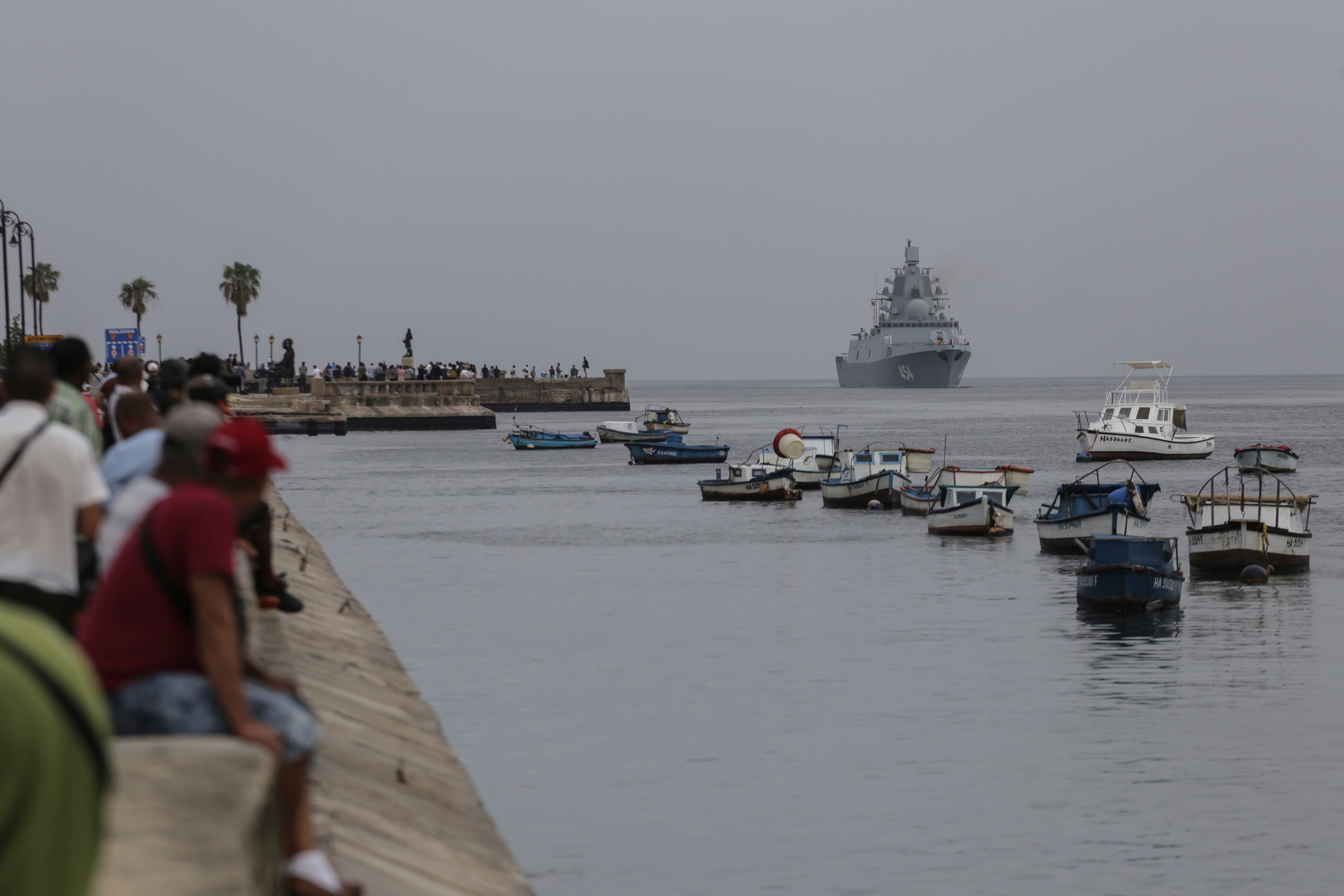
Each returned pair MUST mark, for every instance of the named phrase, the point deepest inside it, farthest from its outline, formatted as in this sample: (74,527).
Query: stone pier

========================================

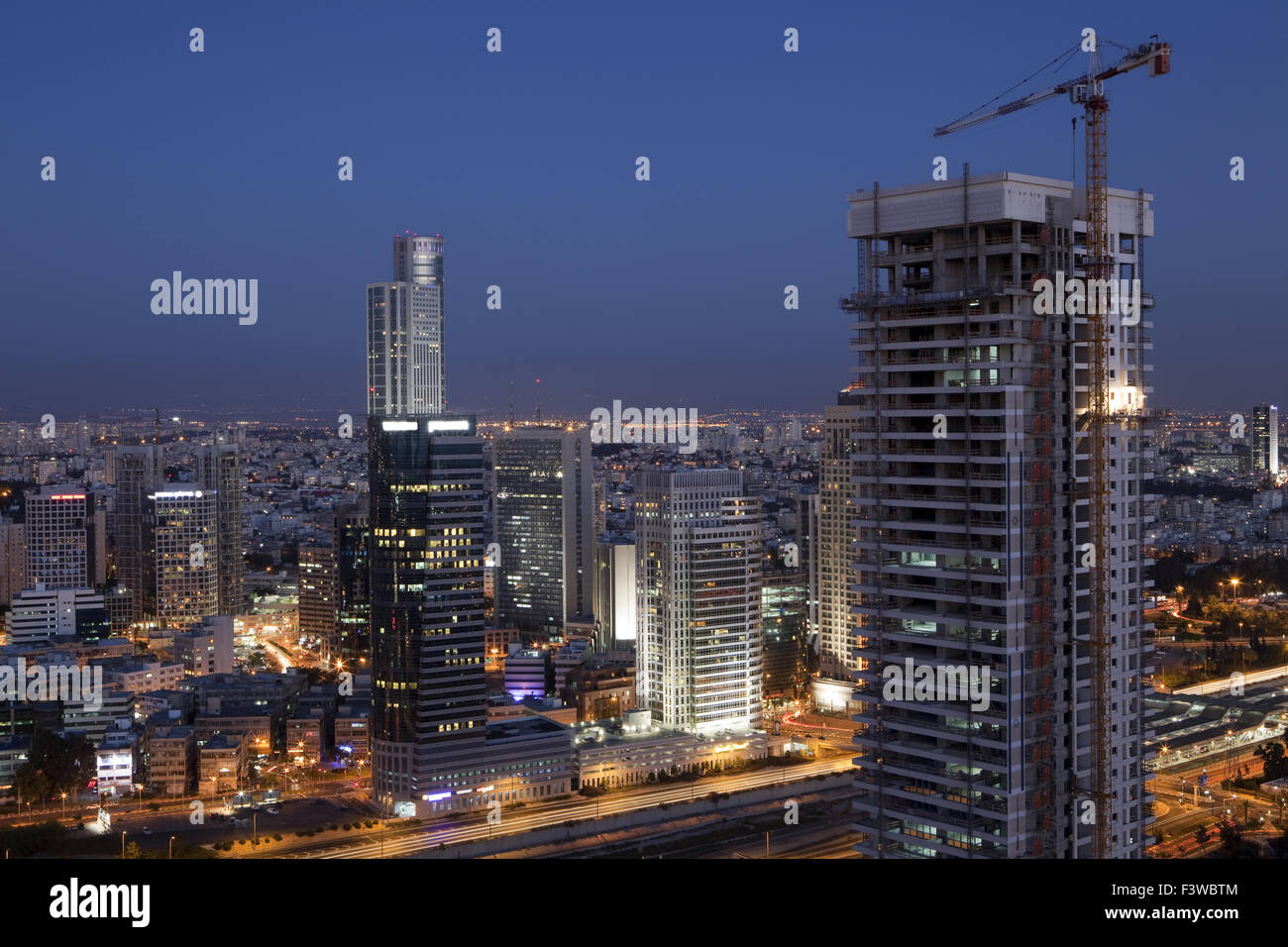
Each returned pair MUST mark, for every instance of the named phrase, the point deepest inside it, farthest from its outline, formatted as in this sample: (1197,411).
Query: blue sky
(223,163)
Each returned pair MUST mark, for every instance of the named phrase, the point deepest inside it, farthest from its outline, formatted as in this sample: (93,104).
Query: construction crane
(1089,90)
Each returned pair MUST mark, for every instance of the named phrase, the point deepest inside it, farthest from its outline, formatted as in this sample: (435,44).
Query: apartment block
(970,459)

========================================

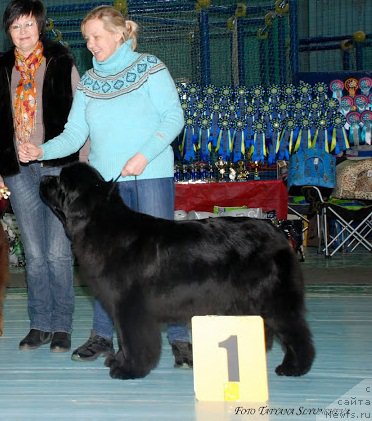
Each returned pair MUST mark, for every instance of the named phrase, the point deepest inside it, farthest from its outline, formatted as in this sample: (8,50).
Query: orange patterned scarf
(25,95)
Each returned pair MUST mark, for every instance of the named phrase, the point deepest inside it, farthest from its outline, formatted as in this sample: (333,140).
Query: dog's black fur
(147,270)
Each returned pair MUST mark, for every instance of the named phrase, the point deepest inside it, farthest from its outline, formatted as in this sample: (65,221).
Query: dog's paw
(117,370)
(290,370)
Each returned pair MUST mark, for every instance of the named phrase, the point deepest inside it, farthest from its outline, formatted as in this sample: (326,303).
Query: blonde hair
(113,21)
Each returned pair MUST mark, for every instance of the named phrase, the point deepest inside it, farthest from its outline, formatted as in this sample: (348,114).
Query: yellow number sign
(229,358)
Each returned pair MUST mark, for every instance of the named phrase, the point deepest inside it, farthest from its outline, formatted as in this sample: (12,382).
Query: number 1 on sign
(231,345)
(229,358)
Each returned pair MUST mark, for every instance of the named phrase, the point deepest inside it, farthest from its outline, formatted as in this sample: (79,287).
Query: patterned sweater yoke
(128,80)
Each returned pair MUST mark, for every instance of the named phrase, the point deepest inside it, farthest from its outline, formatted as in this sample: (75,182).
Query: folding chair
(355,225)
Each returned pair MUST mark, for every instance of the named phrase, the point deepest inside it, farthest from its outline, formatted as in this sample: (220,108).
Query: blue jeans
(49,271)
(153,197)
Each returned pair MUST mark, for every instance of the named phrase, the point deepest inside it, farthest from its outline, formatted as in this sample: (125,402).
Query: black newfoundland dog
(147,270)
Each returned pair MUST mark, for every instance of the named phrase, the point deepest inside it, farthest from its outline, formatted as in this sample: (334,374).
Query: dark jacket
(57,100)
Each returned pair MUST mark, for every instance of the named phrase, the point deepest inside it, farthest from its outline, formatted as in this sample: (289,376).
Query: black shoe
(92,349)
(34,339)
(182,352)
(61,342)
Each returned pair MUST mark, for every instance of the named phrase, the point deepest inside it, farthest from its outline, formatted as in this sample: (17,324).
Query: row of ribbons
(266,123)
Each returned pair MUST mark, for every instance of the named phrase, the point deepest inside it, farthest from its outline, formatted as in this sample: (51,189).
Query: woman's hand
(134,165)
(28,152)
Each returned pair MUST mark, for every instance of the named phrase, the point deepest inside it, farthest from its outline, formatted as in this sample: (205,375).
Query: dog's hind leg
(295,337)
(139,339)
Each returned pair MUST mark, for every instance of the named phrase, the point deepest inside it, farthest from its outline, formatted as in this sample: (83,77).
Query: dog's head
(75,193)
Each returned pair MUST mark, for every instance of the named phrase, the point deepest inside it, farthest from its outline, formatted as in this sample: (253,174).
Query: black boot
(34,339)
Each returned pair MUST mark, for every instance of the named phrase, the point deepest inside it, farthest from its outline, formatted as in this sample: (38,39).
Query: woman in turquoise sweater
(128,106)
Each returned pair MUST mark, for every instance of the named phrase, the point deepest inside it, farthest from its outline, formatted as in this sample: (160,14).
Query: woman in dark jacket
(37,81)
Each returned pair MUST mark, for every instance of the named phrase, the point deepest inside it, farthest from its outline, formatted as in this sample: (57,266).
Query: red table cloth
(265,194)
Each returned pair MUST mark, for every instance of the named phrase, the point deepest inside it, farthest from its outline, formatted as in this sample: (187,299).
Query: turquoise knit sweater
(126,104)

========================================

◆ PROBLEM: Rewrite the stretch from the line containing "this sample: (74,527)." through the line containing "Query: stone pier", substituting "wooden dock" for "stone pier" and leaving everything else unchanged. Give only those lines.

◆ SOLUTION FOR THIS TASK:
Each returned pair MUST mark, for every instance of the named phrase, the point deepest inside it, farthest from its outline, formatted as in this sample: (74,527).
Query: wooden dock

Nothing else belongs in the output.